Trecho:
▬▬▬

A cuca e o "caco"

 

A cuca e o “caco”.

Solange Amado

Da poltrona onde ela está, ouve a água correndo no banheiro. A faxineira se esbalda. A água é o seu elemento. De repente, grita de lá: “O caquinho lá vai rompendo!” Como? E ela: “CACO. É como você diz que isto se chama”. Ah! o CACTUS está brotando.

Plantamos. Ele andou meio perrengue. Agora pegou força. Um passo atrás do outro e lá vai pegando o rumo. Como a amizade delas. Às vezes fica meio mambembe, vira cambalhota, que nem os livros, com os títulos sempre de cabeça pra baixo. Amizades são assim, imprescindíveis, mas muito birutas. William Blake já escreveu:

“O pássaro constrói um ninho

A aranha constrói uma teia

O homem constrói uma amizade.”

Cada um no seu quadrado. Mas amizades têm uma arquitetura muito mais complicada. É uma peleja que  nem esse “caquinho” que brotou. Elas estão botando reparo ansioso nele desde que surgiu timidamente. Achavam que precisava de mais água. Ficou meio melado. Largaram mão da água. Ficou seco demais. Precisava de sol. Sol não tinha. E lá foram elas tentando aparar as arestas, ou melhor, os espinhos do cactus, que nem é um cactus de verdade, é só um “caquinho” moribundo.

Ah! O ser humano é assim, tão frágil! A arquitetura da amizade, do viver é muito mais complicada, cheia de espinhos e de vai não vai, falta água, falta terra e falta ar. É muita responsabilidade em cima de um minúsculo “caquinho” morando no banheiro.

Ela volta ao seu livro, meio envergonhada da filosofia de beira de estrada em cima de uma reles plantinha espinhenta. E mesmo retornando ao livro “D. Maria I, a louca”, não consegue se livrar das elucubrações. A autora, Mary Del Priore defende a tese de que D. Maria I, de louca não tinha nada. O diagnóstico hoje seria o de uma depressão severa, que nem o “caquinho” submetido aos cuidados das médicas-jardineiras incompetentes, que não sabem nada de plantinhas delicadas.

Maria Francisca Isabel Josefa Antônia Gertrudes Rita Joana de Bragança e Bourbon, Princesa da Beira. Só o nome já dá pra enlouquecer qualquer cristão. E a culpa. Santo Cristo! A culpa. O Green card pra entrar nos Estados Unidos do Céu era o maior osso. Toca a família real a construir Igrejas e Palácios Episcopais. Pra pagar os pecados e ganhar uma beiradinha do paraíso. E não eram só seus pecados, carecia pagar os pecados dos pais, avós, bisavós.E haja palácio!

▬▬▬

[Entradas salvas]
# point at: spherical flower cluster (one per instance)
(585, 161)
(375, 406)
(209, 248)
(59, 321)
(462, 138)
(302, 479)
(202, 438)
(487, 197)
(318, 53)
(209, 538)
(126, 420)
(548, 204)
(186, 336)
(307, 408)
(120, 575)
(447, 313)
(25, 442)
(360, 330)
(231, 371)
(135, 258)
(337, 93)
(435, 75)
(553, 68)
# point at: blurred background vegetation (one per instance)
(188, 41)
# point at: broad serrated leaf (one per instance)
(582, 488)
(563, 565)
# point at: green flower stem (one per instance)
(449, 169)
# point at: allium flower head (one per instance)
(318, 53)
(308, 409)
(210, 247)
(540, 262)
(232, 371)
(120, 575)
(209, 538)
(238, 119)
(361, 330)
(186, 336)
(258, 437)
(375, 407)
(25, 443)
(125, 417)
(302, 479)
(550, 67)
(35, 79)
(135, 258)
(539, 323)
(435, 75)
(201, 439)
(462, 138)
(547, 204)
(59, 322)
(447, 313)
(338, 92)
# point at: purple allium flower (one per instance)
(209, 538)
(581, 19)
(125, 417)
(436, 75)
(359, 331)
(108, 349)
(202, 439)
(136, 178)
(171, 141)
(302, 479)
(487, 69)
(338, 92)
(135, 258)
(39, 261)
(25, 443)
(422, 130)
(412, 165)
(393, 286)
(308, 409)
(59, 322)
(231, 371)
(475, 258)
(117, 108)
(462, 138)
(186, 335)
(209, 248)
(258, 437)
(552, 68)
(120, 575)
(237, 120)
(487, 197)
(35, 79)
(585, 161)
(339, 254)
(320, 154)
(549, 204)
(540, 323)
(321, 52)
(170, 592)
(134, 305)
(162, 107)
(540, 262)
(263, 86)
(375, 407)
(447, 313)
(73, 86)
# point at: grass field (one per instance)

▬▬▬

Usando as informações:
• A. Na crônica, qual seria hoje o diagnóstico de D. Maria I, segundo a tese de Mary Del Priore?
• B. Quem constrói o quê na citação de William Blake reproduzida na crônica? Liste todos os pares.
• C. Dê sequência à crônica a partir da frase final "E haja palácio!".

Suas respostas:
• A. O diagnóstico seria de uma depressão severa.

• B.
O pássaro constrói um ninho.
A aranha constrói uma teia.
O homem constrói uma amizade.

• C.
Quando adoeciam, era um Deus nos acuda. A medicina daquele tempo era só um pouco menos desorientada do que a OMS com a covid dos tempos atuais. Tome mais igrejas e bênçãos papais. E sangrias. Tudo tinha uma sangria no meio. O tratamento das doenças mentais (ou a suspeita de) se fazia por meio de colete de força, coerção, queimaduras e banhos de água fria. Medicamentos? Tinha arsênico, pó de antimônio e purgativos.

Se a coisa estivesse mais feia ainda, era melhor estudar a fundo o “Breve aparelho e modo fácil para ajudar a bem morrer um cristão”. Não se sabe o que seria “breve aparelho”, “modo fácil” ou o que seria esse “bem morrer”. A tia só sabe que está em perigo de danação eterna, porque não construiu nenhuma Igreja nababesca. Só sobrou a culpa, que em 20 anos de análise não arredou pé.

Ela também é Maria. Não exatamente  “a louca”. Não é a Princesa da Beira, mas confessa que está bem na beiradinha. Periga despencar do outro lado a qualquer hora. Enquanto isso, vai botando água demais na plantinha, água de menos ou quase mata a coitada por asfixia. Não obstante, o “caquinho” lá vai indo como Deus é servido.

Afinal, ela já descobriu pelo “Manual do Bem Morrer” que a morte é o maior negócio da vida. Se dá lucro, ninguém contou. Pelo sim pelo não, ela vai colocando pouca água no “caquinho” e pisando com muito cuidado na beiradinha. Vai que, né?